**Quoted passage:**
-*-*-

With a focus on problematic clinical isolates such as serotyping-designated Hund, NM, and rough strains, as well as those with discordant serotyping and MS-H results, this study demonstrated that MS-H is a more sensitive and specific method than serotyping because of its molecular-level identification. Essentially any tryptic peptide that can be ionized in an MS system is identifiable, a stark contrast to the limited number of antigenic epitopes available during serotyping. In addition, some H types (e.g., types H11 and H21 and types H4 and H17) are difficult to differentiate by serotyping, as their flagellar sequences are very similar (8, 12, 14). As MS-H can obtain virtually full sequence coverage of flagellar proteins, differentiation of similar strains does not pose a problem (8, 14). And because MS-H is a phenotypic identification platform, the method can distinguish motile from NM strains. Although WGS analysis also provides H type information, the method is not phenotypic and therefore cannot differentiate between motile and NM strains. The MS-H plus WGS method should be a more confident approach for H-antigen typing, with respect to both phenotypic and genetic identification.
The lack of agreement of the H types of a small number of isolates across the three platforms may be due to factors such as sample preparation during WGS, antibody quality during serotyping, and the motility status of strains at the time of serotyping or MS-H typing (8, 1214, 24). On the basis of current data, if both MS-H and WGS are employed and different H types result, the MS-H result should be considered correct, as it reflects the phenotypic existence of the H antigen. To confirm the result, the MS-H procedure can be easily repeated (8, 1214).
After addressing the issues associated with traditional H serotyping, it became obvious that platforms such WGS could be used to address problems arising with O-antigen serotyping as well. Although O serotyping is faster than H serotyping because there is no need for motility induction, there are many more E. coli O antigens. Serotyping of each of the 182 O antigens is a tedious and complicated procedure, and high-quality antisera remain a necessity. Because O antigens are not proteins but LPS involving various proteins/enzymes to synthesize and transport molecules, molecular approaches such as WGS are ideal for identifying unknown O antigens. Current literature reports indicate that the gene pair comprising wzx and wzy or that comprising wzm and wzt is the best candidate for resolving E. coli O antigens (6, 7, 24). Notably, these gene pairs do not include the O14 and O57 antigens, and as a result, they cannot be typed in this manner (24). This study has demonstrated that other O-antigen gene cluster members involved in O-antigen synthesis and transport can be used to complement the gene pair comprising wzx and wzy or that comprising wzm and wzt in the database, ultimately ensuring more confident identification. While using the gene cluster database, it also became apparent that some housekeeping genes (e.g., galF and gnd) showed specificity for some O antigens. This represents the first observation regarding the role of housekeeping genes in O-antigen identification. Although we do recommend keeping housekeeping genes in database searches, a very cautious procedure should be used on the basis of current data collected for E. coli O-antigen typing. First, if a nonhousekeeping gene is identified, it will be given priority over housekeeping genes, and a housekeeping gene that indicates a different O type from the nonhousekeeping gene will be ignored. Second, if a housekeeping gene is the only gene identified in the data output, then different parameters should be used to research the database for a nonhousekeeping gene (e.g., by using a different coverage threshold, as shown by Joensen et al. [24] with SeroTypeFinder). Third, if a housekeeping gene remains the only hit after a second database search with altered parameters, a repeat of the test involving sample preparation and a rerun on the genomic sequencer should be performed to confirm the result.

-*-*-

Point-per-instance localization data
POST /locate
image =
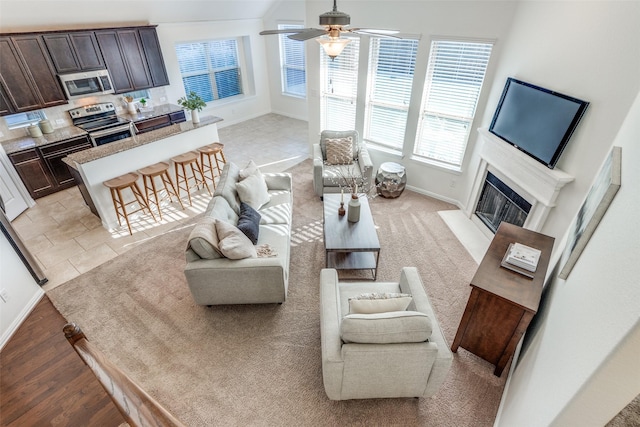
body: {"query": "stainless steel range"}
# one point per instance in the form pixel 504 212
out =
pixel 102 123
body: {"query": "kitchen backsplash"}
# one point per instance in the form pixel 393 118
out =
pixel 59 117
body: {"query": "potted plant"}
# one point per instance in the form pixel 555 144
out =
pixel 194 103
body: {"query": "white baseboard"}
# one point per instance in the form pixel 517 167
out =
pixel 26 310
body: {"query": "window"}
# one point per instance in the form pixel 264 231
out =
pixel 455 74
pixel 211 69
pixel 391 68
pixel 294 76
pixel 15 121
pixel 339 91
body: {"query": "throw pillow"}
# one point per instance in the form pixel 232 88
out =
pixel 376 302
pixel 233 243
pixel 203 239
pixel 340 151
pixel 250 169
pixel 386 328
pixel 253 191
pixel 249 222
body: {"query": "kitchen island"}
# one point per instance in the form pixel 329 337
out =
pixel 94 166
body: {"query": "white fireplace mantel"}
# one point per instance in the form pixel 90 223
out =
pixel 535 182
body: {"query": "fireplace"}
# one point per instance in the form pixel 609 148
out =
pixel 510 186
pixel 498 202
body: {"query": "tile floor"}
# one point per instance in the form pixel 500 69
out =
pixel 67 239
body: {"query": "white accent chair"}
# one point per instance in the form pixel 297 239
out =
pixel 328 178
pixel 383 355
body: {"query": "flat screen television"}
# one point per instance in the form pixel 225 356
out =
pixel 536 120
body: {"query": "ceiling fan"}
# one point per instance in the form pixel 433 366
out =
pixel 334 23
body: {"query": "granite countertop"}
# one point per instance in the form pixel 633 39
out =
pixel 28 142
pixel 106 150
pixel 151 112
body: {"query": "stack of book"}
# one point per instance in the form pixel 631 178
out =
pixel 522 259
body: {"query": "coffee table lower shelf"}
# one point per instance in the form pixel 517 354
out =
pixel 342 260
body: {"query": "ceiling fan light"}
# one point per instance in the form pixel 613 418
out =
pixel 333 46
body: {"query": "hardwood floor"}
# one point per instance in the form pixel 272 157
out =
pixel 44 382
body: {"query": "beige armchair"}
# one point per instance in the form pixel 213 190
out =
pixel 389 354
pixel 328 177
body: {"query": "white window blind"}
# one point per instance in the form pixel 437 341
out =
pixel 391 69
pixel 211 69
pixel 455 74
pixel 292 64
pixel 339 91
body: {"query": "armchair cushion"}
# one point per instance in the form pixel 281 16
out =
pixel 378 302
pixel 340 151
pixel 386 328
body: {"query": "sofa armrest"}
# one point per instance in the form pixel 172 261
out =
pixel 318 170
pixel 330 316
pixel 410 282
pixel 278 181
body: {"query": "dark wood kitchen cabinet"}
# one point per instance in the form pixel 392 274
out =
pixel 151 47
pixel 42 170
pixel 27 76
pixel 33 172
pixel 53 155
pixel 74 52
pixel 125 59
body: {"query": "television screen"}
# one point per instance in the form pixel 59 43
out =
pixel 537 121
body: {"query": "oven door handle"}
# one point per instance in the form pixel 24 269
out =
pixel 109 131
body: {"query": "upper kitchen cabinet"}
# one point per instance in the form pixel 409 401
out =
pixel 27 77
pixel 151 48
pixel 133 58
pixel 74 52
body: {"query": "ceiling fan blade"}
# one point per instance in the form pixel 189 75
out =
pixel 308 34
pixel 289 31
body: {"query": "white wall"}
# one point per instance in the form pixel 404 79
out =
pixel 581 366
pixel 255 101
pixel 467 19
pixel 283 12
pixel 584 49
pixel 22 290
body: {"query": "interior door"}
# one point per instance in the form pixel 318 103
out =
pixel 14 202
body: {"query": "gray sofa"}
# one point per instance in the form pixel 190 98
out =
pixel 395 353
pixel 214 279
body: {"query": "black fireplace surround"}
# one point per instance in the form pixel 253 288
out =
pixel 498 203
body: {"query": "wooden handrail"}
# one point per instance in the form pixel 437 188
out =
pixel 136 406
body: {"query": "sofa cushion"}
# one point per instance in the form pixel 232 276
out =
pixel 233 243
pixel 203 239
pixel 253 190
pixel 386 328
pixel 227 185
pixel 378 302
pixel 339 151
pixel 250 169
pixel 249 222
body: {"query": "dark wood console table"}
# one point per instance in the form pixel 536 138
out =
pixel 502 302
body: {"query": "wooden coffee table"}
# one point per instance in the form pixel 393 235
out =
pixel 350 245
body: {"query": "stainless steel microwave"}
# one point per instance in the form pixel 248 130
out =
pixel 88 83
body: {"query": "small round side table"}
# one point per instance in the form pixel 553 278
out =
pixel 391 180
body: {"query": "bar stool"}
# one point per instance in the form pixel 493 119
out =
pixel 181 162
pixel 149 174
pixel 212 150
pixel 116 186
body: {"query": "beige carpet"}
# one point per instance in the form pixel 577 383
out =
pixel 260 365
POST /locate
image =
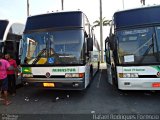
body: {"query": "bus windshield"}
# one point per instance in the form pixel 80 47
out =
pixel 138 46
pixel 57 47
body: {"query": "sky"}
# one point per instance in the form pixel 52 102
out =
pixel 16 10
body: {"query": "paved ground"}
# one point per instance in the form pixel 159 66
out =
pixel 99 98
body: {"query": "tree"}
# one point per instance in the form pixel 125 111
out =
pixel 104 22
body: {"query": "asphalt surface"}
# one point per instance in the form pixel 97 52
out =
pixel 99 98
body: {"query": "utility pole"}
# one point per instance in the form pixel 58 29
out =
pixel 62 4
pixel 101 33
pixel 27 8
pixel 123 3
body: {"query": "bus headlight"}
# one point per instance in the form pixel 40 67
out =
pixel 74 75
pixel 128 75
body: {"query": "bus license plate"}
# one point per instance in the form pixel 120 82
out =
pixel 156 84
pixel 48 85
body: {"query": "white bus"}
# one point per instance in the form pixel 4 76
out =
pixel 10 36
pixel 133 49
pixel 59 51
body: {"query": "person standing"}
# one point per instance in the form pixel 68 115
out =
pixel 4 66
pixel 11 75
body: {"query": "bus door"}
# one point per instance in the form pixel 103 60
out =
pixel 108 61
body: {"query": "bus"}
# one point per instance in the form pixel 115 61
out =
pixel 133 49
pixel 10 36
pixel 59 51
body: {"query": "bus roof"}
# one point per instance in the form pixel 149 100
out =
pixel 9 27
pixel 54 20
pixel 137 17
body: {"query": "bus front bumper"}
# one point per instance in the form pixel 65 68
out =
pixel 57 83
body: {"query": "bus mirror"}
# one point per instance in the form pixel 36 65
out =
pixel 89 44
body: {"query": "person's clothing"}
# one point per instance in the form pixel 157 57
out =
pixel 4 65
pixel 4 84
pixel 11 84
pixel 13 63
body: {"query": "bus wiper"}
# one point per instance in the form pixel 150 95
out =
pixel 148 49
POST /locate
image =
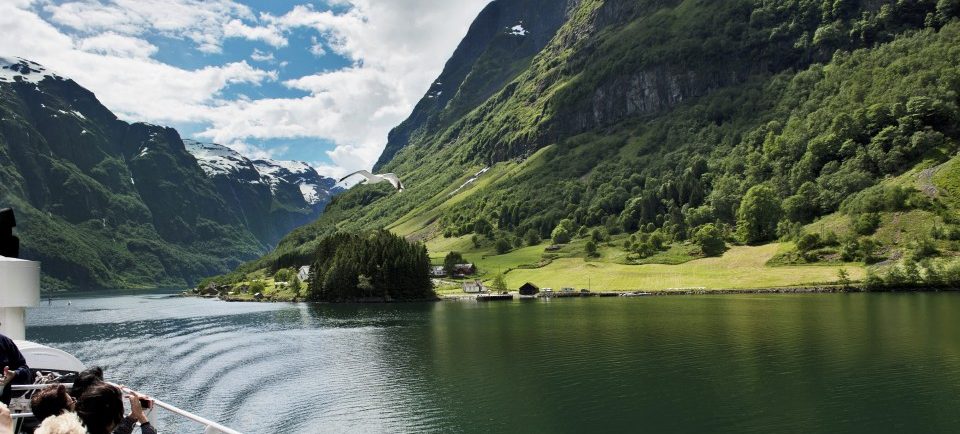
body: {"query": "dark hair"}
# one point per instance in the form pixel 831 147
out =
pixel 101 408
pixel 50 401
pixel 88 377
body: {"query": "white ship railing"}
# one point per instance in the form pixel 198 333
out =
pixel 210 427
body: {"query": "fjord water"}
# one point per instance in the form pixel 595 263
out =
pixel 848 363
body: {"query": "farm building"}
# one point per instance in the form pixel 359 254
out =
pixel 464 270
pixel 474 287
pixel 529 289
pixel 304 273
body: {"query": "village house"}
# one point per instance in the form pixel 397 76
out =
pixel 474 287
pixel 529 289
pixel 304 273
pixel 461 270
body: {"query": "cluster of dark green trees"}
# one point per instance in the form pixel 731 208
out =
pixel 376 264
pixel 915 274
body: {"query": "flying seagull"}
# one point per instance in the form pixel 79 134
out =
pixel 373 179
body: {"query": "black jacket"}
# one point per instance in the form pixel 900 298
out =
pixel 10 356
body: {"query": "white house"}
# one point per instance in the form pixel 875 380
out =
pixel 304 273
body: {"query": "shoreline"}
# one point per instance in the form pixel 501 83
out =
pixel 818 289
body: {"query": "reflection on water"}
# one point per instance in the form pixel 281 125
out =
pixel 811 363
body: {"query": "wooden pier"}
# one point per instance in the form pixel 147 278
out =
pixel 494 297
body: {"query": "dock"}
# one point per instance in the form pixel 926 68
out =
pixel 494 297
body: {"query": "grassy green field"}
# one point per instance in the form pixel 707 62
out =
pixel 742 267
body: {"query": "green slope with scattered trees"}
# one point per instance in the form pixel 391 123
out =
pixel 675 129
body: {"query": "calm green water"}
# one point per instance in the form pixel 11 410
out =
pixel 863 363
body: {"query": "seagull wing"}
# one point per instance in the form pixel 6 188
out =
pixel 393 179
pixel 370 177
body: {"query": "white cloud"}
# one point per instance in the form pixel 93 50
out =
pixel 316 47
pixel 205 22
pixel 397 48
pixel 261 56
pixel 268 35
pixel 137 88
pixel 117 45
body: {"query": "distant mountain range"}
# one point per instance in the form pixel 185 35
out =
pixel 830 127
pixel 106 203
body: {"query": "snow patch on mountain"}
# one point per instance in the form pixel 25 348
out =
pixel 216 159
pixel 518 30
pixel 219 160
pixel 18 69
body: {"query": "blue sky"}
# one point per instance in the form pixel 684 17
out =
pixel 316 81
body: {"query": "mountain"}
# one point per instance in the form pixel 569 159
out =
pixel 106 203
pixel 271 197
pixel 827 129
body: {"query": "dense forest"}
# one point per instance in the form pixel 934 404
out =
pixel 374 265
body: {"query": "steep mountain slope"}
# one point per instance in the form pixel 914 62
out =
pixel 106 203
pixel 499 45
pixel 654 120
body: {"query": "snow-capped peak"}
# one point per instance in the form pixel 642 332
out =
pixel 216 159
pixel 13 69
pixel 219 160
pixel 518 30
pixel 296 172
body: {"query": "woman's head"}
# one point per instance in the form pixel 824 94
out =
pixel 85 379
pixel 66 423
pixel 101 408
pixel 51 401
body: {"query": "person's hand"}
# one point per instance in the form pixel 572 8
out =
pixel 7 376
pixel 6 421
pixel 136 410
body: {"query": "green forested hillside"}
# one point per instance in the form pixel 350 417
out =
pixel 830 127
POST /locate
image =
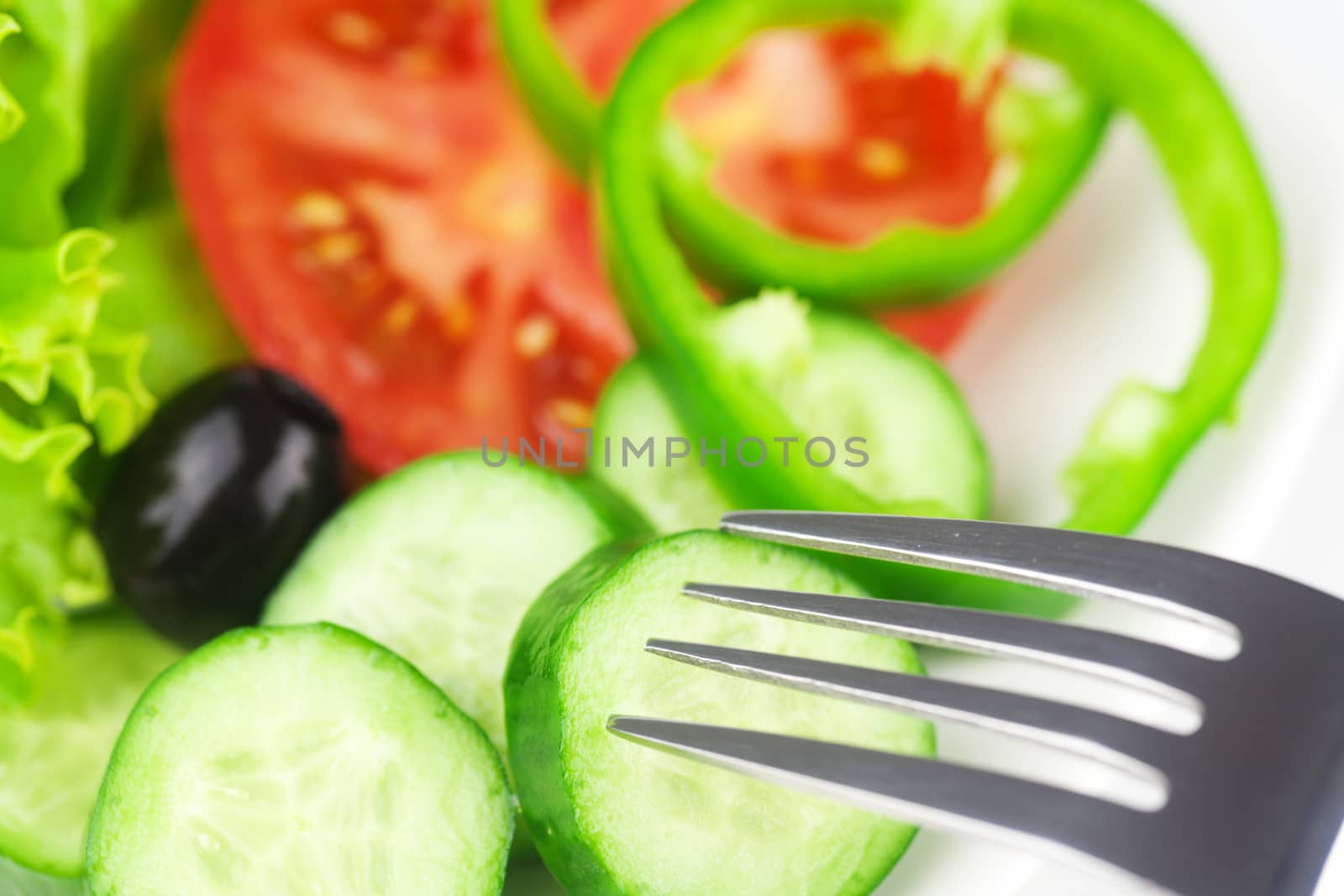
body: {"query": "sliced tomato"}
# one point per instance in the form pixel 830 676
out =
pixel 820 134
pixel 383 223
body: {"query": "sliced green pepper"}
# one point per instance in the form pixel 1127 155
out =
pixel 1119 49
pixel 1048 136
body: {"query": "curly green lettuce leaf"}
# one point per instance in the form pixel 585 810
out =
pixel 131 42
pixel 44 80
pixel 71 394
pixel 163 291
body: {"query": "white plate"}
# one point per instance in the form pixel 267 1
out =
pixel 1117 291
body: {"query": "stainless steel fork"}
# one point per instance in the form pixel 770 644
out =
pixel 1254 797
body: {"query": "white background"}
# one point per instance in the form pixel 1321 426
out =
pixel 1310 540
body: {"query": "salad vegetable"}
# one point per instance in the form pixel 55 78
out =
pixel 385 224
pixel 302 759
pixel 54 748
pixel 385 228
pixel 441 560
pixel 206 511
pixel 1119 49
pixel 1045 140
pixel 71 333
pixel 612 819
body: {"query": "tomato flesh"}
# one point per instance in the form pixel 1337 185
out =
pixel 822 134
pixel 383 223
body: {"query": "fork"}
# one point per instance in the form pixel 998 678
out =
pixel 1254 797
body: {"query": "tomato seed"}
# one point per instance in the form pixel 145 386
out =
pixel 884 159
pixel 459 320
pixel 354 31
pixel 535 336
pixel 318 210
pixel 339 249
pixel 401 316
pixel 570 412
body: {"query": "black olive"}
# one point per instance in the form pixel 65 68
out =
pixel 212 504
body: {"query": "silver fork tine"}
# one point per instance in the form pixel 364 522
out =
pixel 1131 747
pixel 1011 810
pixel 1079 563
pixel 1117 658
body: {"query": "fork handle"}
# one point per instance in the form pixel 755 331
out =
pixel 1301 869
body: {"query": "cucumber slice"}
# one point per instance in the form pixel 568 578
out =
pixel 674 496
pixel 54 748
pixel 840 378
pixel 295 762
pixel 441 560
pixel 17 880
pixel 616 819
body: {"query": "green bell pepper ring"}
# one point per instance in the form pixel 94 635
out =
pixel 1119 49
pixel 1050 137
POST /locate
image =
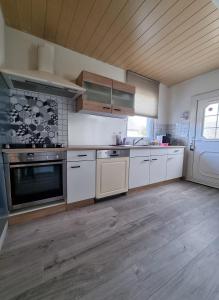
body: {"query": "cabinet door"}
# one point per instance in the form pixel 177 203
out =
pixel 158 167
pixel 174 166
pixel 112 176
pixel 97 93
pixel 139 171
pixel 80 180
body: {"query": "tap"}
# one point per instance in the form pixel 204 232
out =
pixel 135 142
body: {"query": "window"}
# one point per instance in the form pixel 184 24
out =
pixel 140 127
pixel 211 122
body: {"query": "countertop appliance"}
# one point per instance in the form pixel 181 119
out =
pixel 112 172
pixel 34 178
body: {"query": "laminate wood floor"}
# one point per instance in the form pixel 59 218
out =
pixel 157 244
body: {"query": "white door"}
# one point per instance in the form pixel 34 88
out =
pixel 174 166
pixel 81 178
pixel 112 176
pixel 158 168
pixel 206 143
pixel 139 171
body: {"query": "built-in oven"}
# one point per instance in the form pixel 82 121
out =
pixel 34 178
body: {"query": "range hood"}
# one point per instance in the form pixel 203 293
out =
pixel 42 80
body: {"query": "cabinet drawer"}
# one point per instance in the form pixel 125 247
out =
pixel 139 171
pixel 139 152
pixel 80 180
pixel 159 151
pixel 80 155
pixel 176 151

-*-*-

**Work request:**
Write out the passage on E. coli antigen typing word for word, beginning at the words "The lack of" and stopping after "repeated (8, 1214).".

**Exercise output:**
The lack of agreement of the H types of a small number of isolates across the three platforms may be due to factors such as sample preparation during WGS, antibody quality during serotyping, and the motility status of strains at the time of serotyping or MS-H typing (8, 1214, 24). On the basis of current data, if both MS-H and WGS are employed and different H types result, the MS-H result should be considered correct, as it reflects the phenotypic existence of the H antigen. To confirm the result, the MS-H procedure can be easily repeated (8, 1214).